Supplied records:
##########
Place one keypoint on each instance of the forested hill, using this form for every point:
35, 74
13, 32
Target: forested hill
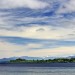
58, 60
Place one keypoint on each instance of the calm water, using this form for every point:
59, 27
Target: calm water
21, 70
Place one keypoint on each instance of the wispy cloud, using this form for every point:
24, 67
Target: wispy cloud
32, 4
37, 27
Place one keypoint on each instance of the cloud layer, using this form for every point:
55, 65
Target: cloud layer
37, 28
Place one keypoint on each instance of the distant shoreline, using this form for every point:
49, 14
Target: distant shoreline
39, 64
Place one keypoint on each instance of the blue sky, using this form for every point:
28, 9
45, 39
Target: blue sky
37, 28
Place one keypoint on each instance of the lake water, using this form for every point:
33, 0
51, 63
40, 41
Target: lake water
21, 70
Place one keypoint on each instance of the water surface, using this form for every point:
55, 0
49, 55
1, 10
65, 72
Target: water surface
21, 70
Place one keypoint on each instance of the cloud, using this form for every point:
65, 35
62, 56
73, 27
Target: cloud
31, 32
67, 7
9, 50
32, 4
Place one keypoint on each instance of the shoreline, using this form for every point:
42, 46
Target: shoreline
39, 64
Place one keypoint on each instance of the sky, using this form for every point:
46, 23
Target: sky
37, 28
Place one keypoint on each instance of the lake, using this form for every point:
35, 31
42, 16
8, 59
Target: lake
44, 70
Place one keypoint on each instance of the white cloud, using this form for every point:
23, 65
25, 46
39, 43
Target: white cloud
10, 50
32, 4
67, 7
48, 32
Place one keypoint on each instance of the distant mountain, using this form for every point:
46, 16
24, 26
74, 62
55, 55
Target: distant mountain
31, 58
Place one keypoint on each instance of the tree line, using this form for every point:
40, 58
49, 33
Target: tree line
57, 60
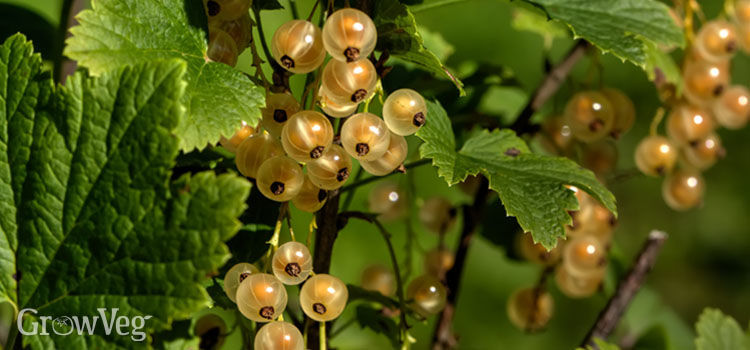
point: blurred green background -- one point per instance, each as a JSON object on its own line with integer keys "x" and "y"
{"x": 705, "y": 262}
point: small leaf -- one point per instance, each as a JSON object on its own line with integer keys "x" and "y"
{"x": 531, "y": 186}
{"x": 621, "y": 27}
{"x": 717, "y": 331}
{"x": 122, "y": 32}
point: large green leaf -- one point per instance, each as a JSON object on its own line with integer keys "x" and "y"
{"x": 531, "y": 186}
{"x": 119, "y": 32}
{"x": 87, "y": 207}
{"x": 622, "y": 27}
{"x": 717, "y": 331}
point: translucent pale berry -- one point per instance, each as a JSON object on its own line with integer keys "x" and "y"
{"x": 256, "y": 149}
{"x": 388, "y": 200}
{"x": 235, "y": 276}
{"x": 332, "y": 170}
{"x": 404, "y": 111}
{"x": 279, "y": 336}
{"x": 380, "y": 279}
{"x": 530, "y": 309}
{"x": 716, "y": 41}
{"x": 624, "y": 111}
{"x": 351, "y": 82}
{"x": 600, "y": 157}
{"x": 704, "y": 81}
{"x": 576, "y": 286}
{"x": 732, "y": 109}
{"x": 703, "y": 153}
{"x": 655, "y": 155}
{"x": 297, "y": 46}
{"x": 292, "y": 263}
{"x": 221, "y": 47}
{"x": 438, "y": 261}
{"x": 428, "y": 295}
{"x": 334, "y": 109}
{"x": 311, "y": 197}
{"x": 306, "y": 136}
{"x": 365, "y": 136}
{"x": 535, "y": 252}
{"x": 349, "y": 35}
{"x": 280, "y": 178}
{"x": 686, "y": 124}
{"x": 279, "y": 108}
{"x": 683, "y": 189}
{"x": 323, "y": 297}
{"x": 240, "y": 135}
{"x": 397, "y": 151}
{"x": 261, "y": 297}
{"x": 437, "y": 214}
{"x": 584, "y": 256}
{"x": 226, "y": 10}
{"x": 589, "y": 115}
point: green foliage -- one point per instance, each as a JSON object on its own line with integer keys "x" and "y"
{"x": 717, "y": 331}
{"x": 531, "y": 186}
{"x": 87, "y": 208}
{"x": 119, "y": 32}
{"x": 622, "y": 27}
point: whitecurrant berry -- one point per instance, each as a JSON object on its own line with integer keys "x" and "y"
##########
What the exercise asks:
Although the records contain pictures, print only the rest, exactly as written.

Finished exercise:
Place one keypoint on each instance of the forested hill, using this form for every point:
35, 74
13, 32
Target: forested hill
58, 60
Place one keypoint on each instance of the calm water, using this form for every point:
59, 27
Target: calm water
21, 70
Place one keypoint on each instance of the wispy cloud, using this form for every point:
24, 67
Target: wispy cloud
32, 4
37, 27
Place one keypoint on each instance of the cloud layer, using this form for every point:
55, 65
Target: cloud layer
37, 28
Place one keypoint on each instance of the distant shoreline, using this form for every point:
49, 14
Target: distant shoreline
39, 64
Place one keypoint on each instance of the blue sky, using this form for every point:
28, 9
45, 39
Target: blue sky
37, 28
Place one keypoint on each instance of the lake water, using this form for every point:
33, 0
51, 63
40, 41
Target: lake water
21, 70
Place one keypoint on each instance of the water surface, using this form for every point:
55, 0
49, 55
1, 10
65, 72
Target: water surface
21, 70
Place one keypoint on each instance of the cloud, using this form for every point:
65, 35
62, 56
73, 27
Target: cloud
31, 32
67, 7
9, 50
32, 4
Place one keypoint on each instance of the shoreline, using this form for every point:
42, 46
Target: shoreline
39, 64
Place one keypoint on each instance of the sky, using this form for every point:
46, 23
Target: sky
37, 28
Place one keypoint on each instance of the lake, using this form for every point:
35, 31
42, 16
8, 59
Target: lake
44, 70
Place one keypoint on each instance of the white cloud, using this form for every point:
23, 65
25, 46
39, 43
Target: white cloud
10, 50
32, 4
67, 7
48, 32
Place one keypoint on each instance of the distant mountain, using this form for every point:
46, 16
24, 26
74, 62
55, 55
Target: distant mountain
31, 58
Place one keypoint on each instance of the tree line, using this form for every point:
40, 58
49, 33
Target: tree line
57, 60
point: blurred green background -- one point per instance, each as a JSON object on its own line with integer keys "x" and "y"
{"x": 705, "y": 262}
point: small leaf -- one point per instance, each as a JSON object on its own line with integer keys "x" and "y"
{"x": 531, "y": 186}
{"x": 621, "y": 27}
{"x": 717, "y": 331}
{"x": 122, "y": 32}
point: large green leaf -- one point per instance, each as a JSON object on its own line with integer keys "x" and "y"
{"x": 531, "y": 186}
{"x": 119, "y": 32}
{"x": 87, "y": 207}
{"x": 622, "y": 27}
{"x": 717, "y": 331}
point: translucent pale berry -- one point per instance, each as a JSON object on its own line with integer keys "x" and "y"
{"x": 256, "y": 149}
{"x": 388, "y": 200}
{"x": 235, "y": 276}
{"x": 332, "y": 170}
{"x": 404, "y": 111}
{"x": 279, "y": 336}
{"x": 380, "y": 279}
{"x": 530, "y": 309}
{"x": 716, "y": 41}
{"x": 624, "y": 111}
{"x": 351, "y": 82}
{"x": 600, "y": 157}
{"x": 704, "y": 81}
{"x": 576, "y": 286}
{"x": 732, "y": 109}
{"x": 703, "y": 153}
{"x": 655, "y": 155}
{"x": 297, "y": 46}
{"x": 292, "y": 263}
{"x": 221, "y": 47}
{"x": 438, "y": 261}
{"x": 428, "y": 295}
{"x": 334, "y": 109}
{"x": 311, "y": 197}
{"x": 306, "y": 136}
{"x": 365, "y": 136}
{"x": 535, "y": 252}
{"x": 349, "y": 35}
{"x": 280, "y": 178}
{"x": 686, "y": 124}
{"x": 279, "y": 108}
{"x": 683, "y": 189}
{"x": 323, "y": 297}
{"x": 240, "y": 135}
{"x": 397, "y": 151}
{"x": 261, "y": 297}
{"x": 437, "y": 214}
{"x": 584, "y": 256}
{"x": 226, "y": 10}
{"x": 589, "y": 115}
point: green foliage -- one point per instance, each as a JSON object on its own line with integer keys "x" and "y"
{"x": 717, "y": 331}
{"x": 531, "y": 186}
{"x": 87, "y": 208}
{"x": 119, "y": 32}
{"x": 622, "y": 27}
point: whitecurrant berry -- one point per instance, each as a JSON object on its own line with integer keys "x" and "y"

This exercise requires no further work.